* [Passage for review]
Researcher Recognized for Early Success; Military Family Tradition Led Him to VA

By Steve Lewis

Jeff Capadona, PhD

CLEVELAND – It’s no coincidence that Jeff Capadona, PhD, has chosen a career dedicated to bettering the lives of veterans.

But while his father, uncle and grandparents all served in the military, fate apparently had other plans for him.

“At one point I wanted to go to a military academy, but I got into a baseball school instead,” he shares. “Then I thought I’d go back and maybe be a Navy SEAL, but I hurt my back, which ruled out service itself.”

Still, says Capadona, he had the urge to give back — to show his deep appreciation for what servicemembers do. “When I see someone in uniform I say ‘Thank you,’” he says.

Ultimately, his expertise and training as a chemist led him to a career as a VA researcher.

“I’ve been with VA since I graduated from Georgia Tech in 2005,” says Capadona, a research health scientist with the Cleveland VAMC and the Advanced Platform Technology Center — one of VA’s research Centers of Excellence — and an assistant professor of biomedical engineering at Case Western Reserve University.

In addition to his desire to give back, Capadona says he was drawn to VA because its career-development program is “far superior” to others he had considered.

“I had other offers for traditional post-doc positions, but VA offers opportunities for growth and development in new areas, with the understanding that they wanted to keep me here and enable me to grow,” he explains.

Specifically, he continues, VA has a very structured program for career development awards. “The first is two years in someone else’s lab and project; then if it’s successful you compete for another grant, and get startup funds for your own project,” he explains. “It’s a very nurturing program – they develop talent within to keep you there.”

In addition, he says, the benefits are more than academic. “I can see patients in the hallway; I walk past them on a daily basis,” he notes.

Early recognition

Capadona’s significant contributions to research at a relatively young age were formally recognized when he became one of four VA researchers and 96 total recipients of the 2011 Presidential Early Career Award for Scientists and Engineers (PECASE). The PECASE is the highest honor conferred by the U.S. government on federal researchers in the early stages of their careers.

The criteria for the award are promise and early success.

“I’d like to say it’s built on where we’re going or the trajectory of where we’re going,” he says. “I give a lot more credit to my mentors than to me.”

Capadona’s PhD focus area had been controlling the body’s response to medical devices (specifically orthopedic devices) and how to design them so they did not harm human tissue, enabling them to work longer and better.

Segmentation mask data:
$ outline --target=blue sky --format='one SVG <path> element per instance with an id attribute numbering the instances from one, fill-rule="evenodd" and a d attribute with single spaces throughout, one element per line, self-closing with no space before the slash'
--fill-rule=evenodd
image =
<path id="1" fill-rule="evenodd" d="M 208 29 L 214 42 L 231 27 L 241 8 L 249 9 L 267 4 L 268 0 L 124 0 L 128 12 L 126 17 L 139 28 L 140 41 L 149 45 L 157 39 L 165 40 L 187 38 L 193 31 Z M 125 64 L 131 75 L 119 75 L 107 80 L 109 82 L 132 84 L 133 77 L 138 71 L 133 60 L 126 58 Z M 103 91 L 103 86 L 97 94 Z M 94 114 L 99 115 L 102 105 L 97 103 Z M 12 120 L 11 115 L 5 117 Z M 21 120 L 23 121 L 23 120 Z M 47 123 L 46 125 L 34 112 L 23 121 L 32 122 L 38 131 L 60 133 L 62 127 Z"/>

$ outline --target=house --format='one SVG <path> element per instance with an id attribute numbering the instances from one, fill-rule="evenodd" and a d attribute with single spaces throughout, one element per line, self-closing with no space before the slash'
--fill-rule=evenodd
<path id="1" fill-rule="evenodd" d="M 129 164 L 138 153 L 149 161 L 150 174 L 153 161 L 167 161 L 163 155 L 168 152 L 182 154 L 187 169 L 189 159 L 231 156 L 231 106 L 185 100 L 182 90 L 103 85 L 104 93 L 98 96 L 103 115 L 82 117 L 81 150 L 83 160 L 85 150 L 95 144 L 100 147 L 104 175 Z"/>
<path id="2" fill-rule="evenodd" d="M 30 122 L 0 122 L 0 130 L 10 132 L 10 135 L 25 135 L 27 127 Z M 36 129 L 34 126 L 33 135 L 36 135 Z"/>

* [Work order 1] According to the Capadona profile, where did he graduate from in 2005?
* [Work order 2] Based on the Capadona profile, decide whether each statement agrees with it. (a) Capadona's father served in the military. (b) A back injury kept Capadona from military service. (c) Capadona was one of ten VA researchers to receive the 2011 PECASE.

* [Your response 1] Georgia Tech.

* [Your response 2]
(a) Yes: "his father, uncle and grandparents all served in the military"
(b) Yes: "I hurt my back, which ruled out service itself."
(c) No: "one of four VA researchers and 96 total recipients of the 2011 Presidential Early Career Award for Scientists and Engineers (PECASE)"